▼▼▼

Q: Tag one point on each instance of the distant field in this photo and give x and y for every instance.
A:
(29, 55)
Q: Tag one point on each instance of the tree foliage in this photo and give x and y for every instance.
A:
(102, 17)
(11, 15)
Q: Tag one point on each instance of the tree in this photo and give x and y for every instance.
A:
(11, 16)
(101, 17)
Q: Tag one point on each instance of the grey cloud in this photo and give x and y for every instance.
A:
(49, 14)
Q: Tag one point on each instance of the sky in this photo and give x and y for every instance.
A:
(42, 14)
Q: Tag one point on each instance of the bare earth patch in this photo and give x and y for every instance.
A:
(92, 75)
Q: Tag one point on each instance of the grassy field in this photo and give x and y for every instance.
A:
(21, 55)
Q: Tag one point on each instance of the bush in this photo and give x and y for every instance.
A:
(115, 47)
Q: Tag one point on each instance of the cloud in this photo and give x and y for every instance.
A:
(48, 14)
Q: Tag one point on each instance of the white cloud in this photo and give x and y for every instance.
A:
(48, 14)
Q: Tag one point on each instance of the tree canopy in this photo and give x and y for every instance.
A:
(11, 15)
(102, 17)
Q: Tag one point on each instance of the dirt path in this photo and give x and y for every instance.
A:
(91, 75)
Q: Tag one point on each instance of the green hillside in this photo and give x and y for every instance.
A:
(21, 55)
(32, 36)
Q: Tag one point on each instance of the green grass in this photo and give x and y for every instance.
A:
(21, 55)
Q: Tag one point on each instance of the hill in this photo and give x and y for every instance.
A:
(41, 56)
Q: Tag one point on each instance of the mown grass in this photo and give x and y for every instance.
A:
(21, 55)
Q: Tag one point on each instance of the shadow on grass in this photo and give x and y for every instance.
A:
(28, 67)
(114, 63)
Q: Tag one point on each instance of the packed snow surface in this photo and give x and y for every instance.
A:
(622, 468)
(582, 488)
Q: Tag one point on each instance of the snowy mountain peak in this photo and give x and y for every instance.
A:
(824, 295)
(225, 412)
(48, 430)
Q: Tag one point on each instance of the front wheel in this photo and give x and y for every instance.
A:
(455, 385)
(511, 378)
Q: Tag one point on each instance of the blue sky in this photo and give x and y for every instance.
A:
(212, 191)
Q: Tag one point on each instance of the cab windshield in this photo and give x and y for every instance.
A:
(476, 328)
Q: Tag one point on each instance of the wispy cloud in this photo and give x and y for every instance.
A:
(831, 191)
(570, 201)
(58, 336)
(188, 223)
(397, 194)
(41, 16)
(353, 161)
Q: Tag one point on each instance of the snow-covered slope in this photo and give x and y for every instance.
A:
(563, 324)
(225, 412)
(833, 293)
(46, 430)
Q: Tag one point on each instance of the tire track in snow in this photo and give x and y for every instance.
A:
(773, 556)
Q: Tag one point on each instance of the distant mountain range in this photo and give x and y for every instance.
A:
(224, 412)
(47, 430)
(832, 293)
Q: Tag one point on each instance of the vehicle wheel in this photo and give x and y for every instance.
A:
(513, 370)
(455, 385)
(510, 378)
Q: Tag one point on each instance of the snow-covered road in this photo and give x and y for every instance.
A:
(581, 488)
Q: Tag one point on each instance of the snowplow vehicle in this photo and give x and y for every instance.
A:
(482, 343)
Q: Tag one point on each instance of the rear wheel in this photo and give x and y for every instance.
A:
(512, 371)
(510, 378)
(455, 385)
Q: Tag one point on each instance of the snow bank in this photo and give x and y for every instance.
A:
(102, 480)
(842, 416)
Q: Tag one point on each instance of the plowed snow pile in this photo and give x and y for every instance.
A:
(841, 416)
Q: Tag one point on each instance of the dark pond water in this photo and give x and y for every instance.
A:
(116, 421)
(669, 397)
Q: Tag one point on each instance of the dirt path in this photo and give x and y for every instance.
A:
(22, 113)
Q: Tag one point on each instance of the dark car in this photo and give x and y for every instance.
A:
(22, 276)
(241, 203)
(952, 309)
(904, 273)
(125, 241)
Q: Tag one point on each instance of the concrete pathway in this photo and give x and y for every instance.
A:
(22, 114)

▲▲▲

## What you need to do:
Rewrite every line of the data above as a JSON list of strings, one string per line, leaving out blank lines.

## Exercise output:
[
  "Q: Tag one point on each instance of the distant field in this photo and give x and y for every instance.",
  "A:",
  "(29, 55)",
  "Q: Tag one point on each instance of the tree foliage in this photo and give x and y for every instance.",
  "A:",
  "(102, 17)",
  "(11, 15)",
  "Q: Tag one point on each instance of the tree in this photo and give x and y for every instance.",
  "A:",
  "(11, 16)",
  "(101, 17)",
  "Q: Tag one point on each instance of the grey cloud in this photo and give x and y for every instance.",
  "A:",
  "(49, 14)",
  "Q: Tag one point on each instance of the sky in this photo and give x and y for every instance.",
  "A:",
  "(42, 14)",
  "Q: Tag one point on each instance of the bare earth patch in this photo and give x and y for every instance.",
  "A:",
  "(92, 75)",
  "Q: Tag one point on each instance of the grassy field in this photo and give x and y for every instance.",
  "A:",
  "(21, 55)",
  "Q: Tag one point on each instance of the bush in this photo and give x and y for every instance.",
  "A:",
  "(115, 47)",
  "Q: Tag one point on each instance of the cloud in this photo and give x and y for every instance.",
  "A:",
  "(48, 14)",
  "Q: Tag one point on each instance of the white cloud in this photo and give x and y for every instance.",
  "A:",
  "(48, 14)",
  "Q: Tag one point on each instance of the tree canopy in this photo and give x and y for every instance.",
  "A:",
  "(11, 15)",
  "(102, 17)",
  "Q: Tag one point on each instance of the dirt path in this photo and give x and y for every instance.",
  "A:",
  "(91, 75)",
  "Q: Tag one point on each instance of the green hillside in this photo and give x and y for every instance.",
  "A:",
  "(21, 55)",
  "(32, 36)",
  "Q: Tag one point on each instance of the green grass in this photo and give x and y for every instance.",
  "A:",
  "(21, 55)",
  "Q: Tag one point on each instance of the hill in this photo and give x and y for every instance.",
  "A:",
  "(41, 56)",
  "Q: Tag one point on each instance of the mown grass in this photo and give x and y for every instance.",
  "A:",
  "(21, 55)",
  "Q: Tag one point on each instance of the shadow on grass in this photo and give x and y for every instance.",
  "A:",
  "(28, 67)",
  "(114, 63)",
  "Q: Tag one point on each instance of the packed snow surface in this photo and give x and y for every instance.",
  "A:",
  "(622, 468)",
  "(582, 488)",
  "Q: Tag one point on each instance of the snowy mountain peak in this photo and give x and y for every instance.",
  "A:",
  "(824, 295)",
  "(225, 412)",
  "(48, 430)",
  "Q: Tag one point on each instance of the front wheel in this photo and give x and y for every instance.",
  "A:",
  "(455, 385)",
  "(511, 378)",
  "Q: Tag one point on each instance of the blue sky in this photo and give x and y for every instance.",
  "A:",
  "(212, 191)",
  "Q: Tag one point on each instance of the cab windshield in this photo and give x and y for every instance.",
  "A:",
  "(476, 328)",
  "Q: Tag one point on each instance of the wispy cloud in this photo and give x and y for every instance.",
  "A:",
  "(831, 191)",
  "(570, 201)",
  "(58, 336)",
  "(188, 223)",
  "(397, 194)",
  "(41, 16)",
  "(353, 161)",
  "Q: Tag one point on each instance of the snow-covered slope in this photo and give x and y for every instance.",
  "A:",
  "(563, 324)",
  "(225, 412)",
  "(833, 293)",
  "(46, 430)",
  "Q: Tag one point on each instance of the tire track in snow in this photo and give x and y for every instance.",
  "A:",
  "(773, 556)",
  "Q: Tag one point on each instance of the distant mountain range in this photo and give x and y for every instance.",
  "A:",
  "(224, 412)",
  "(47, 430)",
  "(832, 293)",
  "Q: Tag one point on each instance of the vehicle wheel in this photo and give x and y for every instance.",
  "A:",
  "(513, 370)",
  "(455, 385)",
  "(510, 378)",
  "Q: Tag one point on each instance of the snow-covered road in this photo and give x and y for every instance.",
  "A:",
  "(581, 488)",
  "Q: Tag one point on each instance of the snowplow vehicle in this photo and give x and y for every instance.",
  "A:",
  "(482, 343)",
  "Q: Tag one point on each instance of the rear wheel in this photo and give x and y for every instance.",
  "A:",
  "(512, 371)",
  "(510, 378)",
  "(455, 385)",
  "Q: Tag one point on each instance of the snow bank in this photo and give x and y for every instance.",
  "A:",
  "(102, 480)",
  "(842, 416)",
  "Q: Tag one point on each instance of the plowed snow pile in this photo and give x and y for every instance.",
  "A:",
  "(841, 416)",
  "Q: Tag one point on each instance of the dark pond water in this photo and give x and y for every instance.",
  "A:",
  "(116, 421)",
  "(669, 397)",
  "Q: Tag one point on each instance of the dirt path in this photo and give x and y for every instance.",
  "A:",
  "(22, 113)",
  "Q: Tag one point on each instance of the dark car in this photo and give x and y for every instance.",
  "A:",
  "(22, 276)",
  "(241, 203)",
  "(952, 309)",
  "(904, 273)",
  "(125, 241)",
  "Q: Tag one point on each instance of the concrete pathway in this photo and give x and y for every instance.",
  "A:",
  "(22, 114)"
]